Please copy every item below word for word, leaving out the pictures.

Working data:
◆ ◆ ◆

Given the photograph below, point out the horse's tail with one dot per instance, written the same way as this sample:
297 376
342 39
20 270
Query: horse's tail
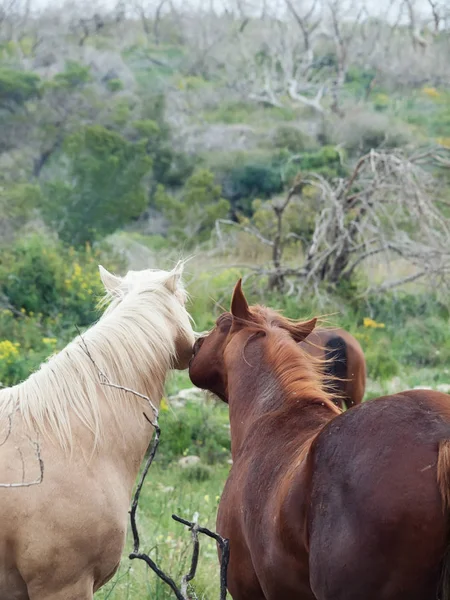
443 478
336 367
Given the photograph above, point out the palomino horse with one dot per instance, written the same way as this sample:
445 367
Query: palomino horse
322 503
62 539
344 365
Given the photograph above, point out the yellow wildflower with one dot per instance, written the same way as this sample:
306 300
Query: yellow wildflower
368 322
431 92
8 351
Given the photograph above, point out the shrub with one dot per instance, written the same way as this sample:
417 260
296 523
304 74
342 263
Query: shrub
102 188
292 139
193 214
244 182
114 85
50 289
198 428
17 87
360 131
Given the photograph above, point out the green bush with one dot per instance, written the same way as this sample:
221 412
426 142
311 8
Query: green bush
242 183
17 87
292 139
100 187
114 85
361 130
380 359
193 214
199 429
46 291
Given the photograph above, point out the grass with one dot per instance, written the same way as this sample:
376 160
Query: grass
168 491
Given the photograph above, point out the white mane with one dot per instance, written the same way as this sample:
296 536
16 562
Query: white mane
133 343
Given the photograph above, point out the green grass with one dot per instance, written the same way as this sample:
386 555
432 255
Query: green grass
168 491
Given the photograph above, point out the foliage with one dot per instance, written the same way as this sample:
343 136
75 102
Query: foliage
244 182
199 428
327 161
73 76
361 130
17 88
193 214
292 139
100 189
46 290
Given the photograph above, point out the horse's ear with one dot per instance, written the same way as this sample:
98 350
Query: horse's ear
110 281
300 331
174 278
239 304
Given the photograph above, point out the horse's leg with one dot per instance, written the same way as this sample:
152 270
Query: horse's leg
81 590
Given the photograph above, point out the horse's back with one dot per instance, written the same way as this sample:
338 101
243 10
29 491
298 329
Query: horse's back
376 518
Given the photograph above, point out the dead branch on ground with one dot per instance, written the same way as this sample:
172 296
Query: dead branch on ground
180 593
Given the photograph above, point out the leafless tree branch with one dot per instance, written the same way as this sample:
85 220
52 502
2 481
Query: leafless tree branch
180 593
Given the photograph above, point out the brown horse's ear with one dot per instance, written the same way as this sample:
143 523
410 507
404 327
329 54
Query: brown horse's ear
239 304
300 331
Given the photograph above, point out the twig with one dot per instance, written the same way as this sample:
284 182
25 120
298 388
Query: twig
41 469
224 545
180 594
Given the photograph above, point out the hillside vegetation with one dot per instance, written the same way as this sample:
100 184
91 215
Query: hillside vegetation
305 147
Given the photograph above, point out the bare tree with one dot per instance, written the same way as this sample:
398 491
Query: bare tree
389 207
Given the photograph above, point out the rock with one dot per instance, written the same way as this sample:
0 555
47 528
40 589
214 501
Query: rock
188 461
188 395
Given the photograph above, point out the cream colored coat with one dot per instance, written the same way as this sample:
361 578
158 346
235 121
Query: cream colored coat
62 539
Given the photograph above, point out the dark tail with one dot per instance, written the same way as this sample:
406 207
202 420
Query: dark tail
336 368
443 478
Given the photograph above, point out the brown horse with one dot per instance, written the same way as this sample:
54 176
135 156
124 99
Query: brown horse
344 364
319 503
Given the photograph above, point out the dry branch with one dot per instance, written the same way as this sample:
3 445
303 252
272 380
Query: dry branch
388 206
180 593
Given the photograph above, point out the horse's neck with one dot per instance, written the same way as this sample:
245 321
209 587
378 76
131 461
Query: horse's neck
260 393
125 437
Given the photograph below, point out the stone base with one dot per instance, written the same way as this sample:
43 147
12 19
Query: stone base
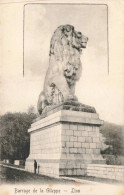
64 142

◆ ◆ ◆

Result for this exercise:
Given the photograph below, point out the horse's tail with one dot per instance, written the same way as this sample:
297 376
342 39
20 270
Query: horse's tail
443 478
336 367
Given the photograph above, point out the palomino horse with one dot per instance, written the same way as this sample:
445 367
Query: palomino horse
322 503
62 539
344 365
Given the photograph above, point out the yellow wildflower with one dot per instance, written the same way as this sample:
306 300
Query: yellow wildflower
368 322
431 92
8 351
Given the photograph above, point out the shrub with one dot per instance, written the same way as this sample:
417 260
296 523
304 74
342 263
Query: shrub
102 188
292 139
193 214
244 182
114 85
50 289
198 428
17 87
360 131
Given the photograph above, point out the green bush with one dot per instance, written the same way as this sample:
221 412
426 142
311 8
Query: green bush
242 183
17 87
292 139
100 187
114 85
361 130
380 359
193 214
199 429
46 291
Given the photograph above, point out the grass with one dot per instance, written the same way as this sample:
376 160
Query: grass
168 491
Given the photograph above, point out the white mane with one dot per instance, written the same way as this sample:
296 536
16 562
Query: white mane
133 343
Given the photograph above, point out the green grass with one dot per instance, written the same way as this sample:
386 555
432 255
Query: green grass
168 491
Given the photograph above, point out the foliage with one dot per instance, written the same way as this sample:
343 136
75 102
Query: foliage
244 182
199 428
327 161
73 76
361 130
17 88
193 214
292 139
100 189
46 290
Given the photograph above, point out the horse's ear with one dot per instance, written the same way as this sample:
98 350
Query: horse's ear
110 281
300 331
174 278
239 304
Given the photograph above, point out the horse's leg with one dot per instance, written the same way as this sample:
152 270
Query: horse's leg
81 590
Given the photograph above, point out the horse's back with one dot per instance, written the same way as this sample:
338 101
243 10
29 491
298 329
Query: horse's back
376 518
Given the photograph above, point out the dead branch on ground with one dot per instance, written the same way as this sample:
172 296
Query: dead branch on ground
180 593
Given the photograph above, point out the leafless tree branch with one dot per instance, written the same way as this sample:
85 220
52 502
2 481
Query: leafless tree branch
180 593
Given the photograph above, point out the brown horse's ear with one dot per instance, written the same way as this sample:
143 523
410 507
404 327
329 54
Query: brown horse's ear
239 304
300 331
Given the photograph above, point out the twig with one dot per instance, written the same way as this sample:
284 182
25 120
298 388
Query: twig
41 469
224 545
180 594
Given the photograph above, point out the hillside vegetation with one dot per instance, written the same way as this sample:
100 184
91 215
Query: hillside vegetation
305 147
Given the photograph above, point out the bare tree with one dot per instance, written the same way as this sample:
398 491
Query: bare tree
389 207
Given the photograph above, point out the rock with one dot per instance, written the same way as this sample:
0 555
47 528
40 589
214 501
Query: rock
188 461
188 395
Given the photograph above, point out the cream colored coat with one dot per instance, written the same way as this sample:
361 578
158 346
235 121
Query: cream colored coat
62 539
Given the photograph above, point out the dark tail with one dot per instance, written the same way as this sample:
406 207
202 420
Query: dark tail
336 368
443 478
Given the photograph above, point out the brown horse with one dot per instance, written the same way as this sample:
54 176
135 156
124 99
Query: brown horse
344 364
319 503
Given the photograph above, point out the dry branch with one dot per instance, written the same way as this sample:
3 445
303 252
272 380
Query: dry branch
388 206
180 593
Given the photograph above, point out the horse's neck with one dot per instance, written the same way as this sample:
245 321
209 587
378 76
131 461
Query: horse's neck
260 393
125 437
Given the photograph below, point out the stone base with one dot per instance, written the same way as this sample:
43 147
12 19
Query: stone base
64 142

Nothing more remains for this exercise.